Written problem – Write each line word for word, from the line that contains "In this photo, each instance of the front wheel" through the last line of the material below.

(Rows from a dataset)
--- Begin ---
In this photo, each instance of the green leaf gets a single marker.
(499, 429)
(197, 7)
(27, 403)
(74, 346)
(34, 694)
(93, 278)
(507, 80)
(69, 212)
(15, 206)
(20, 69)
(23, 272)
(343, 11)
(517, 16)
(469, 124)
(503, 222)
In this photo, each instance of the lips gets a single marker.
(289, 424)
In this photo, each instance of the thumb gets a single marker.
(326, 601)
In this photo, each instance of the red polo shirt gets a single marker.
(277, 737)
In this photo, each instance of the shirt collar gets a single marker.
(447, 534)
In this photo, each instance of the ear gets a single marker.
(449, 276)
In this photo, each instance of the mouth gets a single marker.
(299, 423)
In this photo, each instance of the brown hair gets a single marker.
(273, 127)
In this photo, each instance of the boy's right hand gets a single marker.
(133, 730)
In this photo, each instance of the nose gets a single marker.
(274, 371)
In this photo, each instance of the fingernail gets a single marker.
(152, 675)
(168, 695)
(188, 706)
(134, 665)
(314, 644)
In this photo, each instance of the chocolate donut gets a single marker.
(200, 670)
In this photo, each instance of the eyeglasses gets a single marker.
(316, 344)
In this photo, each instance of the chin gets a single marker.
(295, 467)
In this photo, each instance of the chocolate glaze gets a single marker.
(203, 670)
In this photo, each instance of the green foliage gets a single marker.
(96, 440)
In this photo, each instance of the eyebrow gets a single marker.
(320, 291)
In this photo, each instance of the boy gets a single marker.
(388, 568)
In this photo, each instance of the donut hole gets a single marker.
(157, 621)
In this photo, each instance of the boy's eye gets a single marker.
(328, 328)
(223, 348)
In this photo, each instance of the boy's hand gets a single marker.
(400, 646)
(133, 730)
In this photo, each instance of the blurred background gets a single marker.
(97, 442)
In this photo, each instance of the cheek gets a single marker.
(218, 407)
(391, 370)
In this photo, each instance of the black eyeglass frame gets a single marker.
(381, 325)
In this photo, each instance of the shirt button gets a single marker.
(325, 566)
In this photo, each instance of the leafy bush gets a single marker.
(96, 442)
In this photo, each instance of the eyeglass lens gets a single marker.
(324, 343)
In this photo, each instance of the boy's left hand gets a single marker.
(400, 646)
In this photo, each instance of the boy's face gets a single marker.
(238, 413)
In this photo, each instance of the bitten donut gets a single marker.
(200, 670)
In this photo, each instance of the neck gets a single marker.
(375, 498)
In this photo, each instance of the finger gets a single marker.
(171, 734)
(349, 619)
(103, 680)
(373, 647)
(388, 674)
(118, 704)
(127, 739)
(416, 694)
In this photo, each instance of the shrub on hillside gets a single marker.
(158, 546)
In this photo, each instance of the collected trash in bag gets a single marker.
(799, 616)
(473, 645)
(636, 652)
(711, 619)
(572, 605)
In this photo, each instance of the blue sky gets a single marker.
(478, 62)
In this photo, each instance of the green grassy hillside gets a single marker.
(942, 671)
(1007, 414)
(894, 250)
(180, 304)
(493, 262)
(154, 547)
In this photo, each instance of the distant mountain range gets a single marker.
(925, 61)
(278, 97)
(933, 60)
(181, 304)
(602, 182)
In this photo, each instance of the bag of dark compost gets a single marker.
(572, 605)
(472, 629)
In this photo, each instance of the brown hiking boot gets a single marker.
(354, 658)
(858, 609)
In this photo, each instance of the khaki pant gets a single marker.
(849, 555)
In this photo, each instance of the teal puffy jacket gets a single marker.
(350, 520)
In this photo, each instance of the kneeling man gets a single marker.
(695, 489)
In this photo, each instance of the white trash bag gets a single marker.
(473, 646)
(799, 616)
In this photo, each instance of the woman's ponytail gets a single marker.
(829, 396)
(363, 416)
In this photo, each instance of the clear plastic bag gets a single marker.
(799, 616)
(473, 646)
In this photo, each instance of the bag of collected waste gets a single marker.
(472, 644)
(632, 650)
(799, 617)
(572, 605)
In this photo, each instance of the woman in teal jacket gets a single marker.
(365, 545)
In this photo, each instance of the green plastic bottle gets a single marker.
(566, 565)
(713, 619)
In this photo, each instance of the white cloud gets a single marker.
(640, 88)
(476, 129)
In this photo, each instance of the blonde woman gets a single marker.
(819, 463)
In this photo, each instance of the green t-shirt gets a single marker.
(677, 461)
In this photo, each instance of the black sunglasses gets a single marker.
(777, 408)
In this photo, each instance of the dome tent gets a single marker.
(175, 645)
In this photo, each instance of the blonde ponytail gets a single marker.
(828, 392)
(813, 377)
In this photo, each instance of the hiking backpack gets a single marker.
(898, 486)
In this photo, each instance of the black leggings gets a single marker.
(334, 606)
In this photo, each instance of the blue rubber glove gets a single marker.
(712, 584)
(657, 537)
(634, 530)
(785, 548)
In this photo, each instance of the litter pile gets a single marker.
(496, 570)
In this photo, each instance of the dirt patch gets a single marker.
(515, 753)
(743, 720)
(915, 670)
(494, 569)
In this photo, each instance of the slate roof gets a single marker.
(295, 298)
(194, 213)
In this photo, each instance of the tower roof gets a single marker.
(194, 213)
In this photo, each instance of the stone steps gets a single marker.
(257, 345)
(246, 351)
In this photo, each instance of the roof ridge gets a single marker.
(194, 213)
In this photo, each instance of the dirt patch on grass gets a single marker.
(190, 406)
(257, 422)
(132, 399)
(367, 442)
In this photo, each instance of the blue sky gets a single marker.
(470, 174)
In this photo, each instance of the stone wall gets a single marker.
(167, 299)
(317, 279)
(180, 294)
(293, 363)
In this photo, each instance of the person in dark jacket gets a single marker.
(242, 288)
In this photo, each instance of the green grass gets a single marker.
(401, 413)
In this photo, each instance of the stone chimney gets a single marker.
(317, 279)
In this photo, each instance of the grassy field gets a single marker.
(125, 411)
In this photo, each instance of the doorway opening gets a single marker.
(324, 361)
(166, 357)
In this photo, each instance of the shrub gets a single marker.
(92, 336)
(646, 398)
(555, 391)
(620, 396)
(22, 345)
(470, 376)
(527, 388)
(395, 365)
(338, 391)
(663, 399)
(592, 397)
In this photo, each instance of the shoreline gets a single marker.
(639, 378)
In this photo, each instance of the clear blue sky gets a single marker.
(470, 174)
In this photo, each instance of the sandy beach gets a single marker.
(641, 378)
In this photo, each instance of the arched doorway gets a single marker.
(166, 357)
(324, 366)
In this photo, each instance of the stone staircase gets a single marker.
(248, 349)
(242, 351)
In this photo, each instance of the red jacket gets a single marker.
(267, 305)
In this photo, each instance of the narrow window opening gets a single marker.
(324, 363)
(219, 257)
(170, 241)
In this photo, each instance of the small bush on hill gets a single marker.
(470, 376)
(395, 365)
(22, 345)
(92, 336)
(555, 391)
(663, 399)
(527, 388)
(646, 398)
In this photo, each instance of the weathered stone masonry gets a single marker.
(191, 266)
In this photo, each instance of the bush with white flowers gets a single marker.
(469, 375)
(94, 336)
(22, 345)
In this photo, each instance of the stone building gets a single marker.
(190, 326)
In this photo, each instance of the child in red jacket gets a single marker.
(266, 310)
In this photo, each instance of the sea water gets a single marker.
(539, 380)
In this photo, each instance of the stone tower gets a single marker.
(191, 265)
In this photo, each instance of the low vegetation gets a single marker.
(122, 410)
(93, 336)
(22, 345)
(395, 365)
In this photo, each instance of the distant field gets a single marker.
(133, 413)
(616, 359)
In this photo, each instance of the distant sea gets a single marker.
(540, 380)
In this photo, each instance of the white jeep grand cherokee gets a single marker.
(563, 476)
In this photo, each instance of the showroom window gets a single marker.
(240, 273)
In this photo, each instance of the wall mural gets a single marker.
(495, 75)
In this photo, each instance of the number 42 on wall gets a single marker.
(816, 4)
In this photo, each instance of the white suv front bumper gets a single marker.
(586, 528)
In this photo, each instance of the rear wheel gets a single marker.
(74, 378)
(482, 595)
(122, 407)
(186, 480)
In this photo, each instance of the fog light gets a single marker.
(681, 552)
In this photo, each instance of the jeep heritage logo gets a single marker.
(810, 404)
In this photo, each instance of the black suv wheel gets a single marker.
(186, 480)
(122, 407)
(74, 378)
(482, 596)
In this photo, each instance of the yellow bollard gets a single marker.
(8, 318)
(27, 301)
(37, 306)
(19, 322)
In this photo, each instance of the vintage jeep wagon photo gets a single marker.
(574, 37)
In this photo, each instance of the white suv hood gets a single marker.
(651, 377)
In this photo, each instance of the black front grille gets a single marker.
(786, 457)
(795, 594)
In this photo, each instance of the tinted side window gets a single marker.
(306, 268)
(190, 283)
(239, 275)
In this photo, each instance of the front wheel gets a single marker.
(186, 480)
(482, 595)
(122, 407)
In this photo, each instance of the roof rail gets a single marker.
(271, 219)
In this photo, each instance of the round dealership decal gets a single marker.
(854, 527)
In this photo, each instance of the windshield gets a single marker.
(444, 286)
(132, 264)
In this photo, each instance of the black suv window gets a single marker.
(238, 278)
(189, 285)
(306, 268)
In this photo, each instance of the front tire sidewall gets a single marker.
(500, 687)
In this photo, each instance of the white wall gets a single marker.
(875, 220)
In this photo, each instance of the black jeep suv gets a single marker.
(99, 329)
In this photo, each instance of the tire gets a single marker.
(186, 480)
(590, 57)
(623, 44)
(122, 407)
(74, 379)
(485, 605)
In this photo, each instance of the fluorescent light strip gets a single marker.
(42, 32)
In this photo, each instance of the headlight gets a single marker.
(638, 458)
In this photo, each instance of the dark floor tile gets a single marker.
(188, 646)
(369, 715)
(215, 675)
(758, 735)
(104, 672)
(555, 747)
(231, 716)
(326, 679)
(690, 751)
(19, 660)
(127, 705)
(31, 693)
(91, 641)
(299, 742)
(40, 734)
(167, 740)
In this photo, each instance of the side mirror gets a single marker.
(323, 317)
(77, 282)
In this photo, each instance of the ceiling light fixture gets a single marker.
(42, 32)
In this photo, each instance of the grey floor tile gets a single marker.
--- End ---
Full response –
In this photo, each instance of the front wheel gets a single marker.
(186, 480)
(482, 595)
(122, 407)
In this photo, each instance of the roof rail gets a single marker.
(271, 219)
In this photo, each instance of the round dealership decal gets a single marker.
(854, 527)
In this photo, each instance of the windshield gets a single marker.
(444, 286)
(132, 264)
In this photo, each instance of the black suv window gets a single marker.
(238, 278)
(189, 285)
(306, 268)
In this photo, each instance of the front tire sidewall gets a single marker.
(500, 687)
In this photo, each instance of the white wall gets a single marker.
(875, 220)
In this photo, each instance of the black jeep suv gets a single marker.
(99, 329)
In this photo, each instance of the tire gets a single marker.
(186, 480)
(590, 57)
(623, 44)
(122, 407)
(74, 379)
(485, 605)
In this photo, each instance of the fluorescent light strip gets a single marker.
(42, 32)
In this photo, each instance of the headlight gets a single marker.
(638, 458)
In this photo, each instance of the dark floor tile gets a single marker.
(188, 646)
(369, 715)
(215, 675)
(758, 735)
(104, 672)
(555, 747)
(231, 716)
(326, 679)
(690, 751)
(19, 660)
(127, 705)
(31, 693)
(91, 641)
(299, 742)
(40, 734)
(167, 740)
In this photo, each instance of the side mirror gets a single marker.
(323, 317)
(77, 282)
In this photo, each instance of the ceiling light fixture gets a single marker.
(42, 32)
In this photo, each instance of the grey floor tile gets a single marker.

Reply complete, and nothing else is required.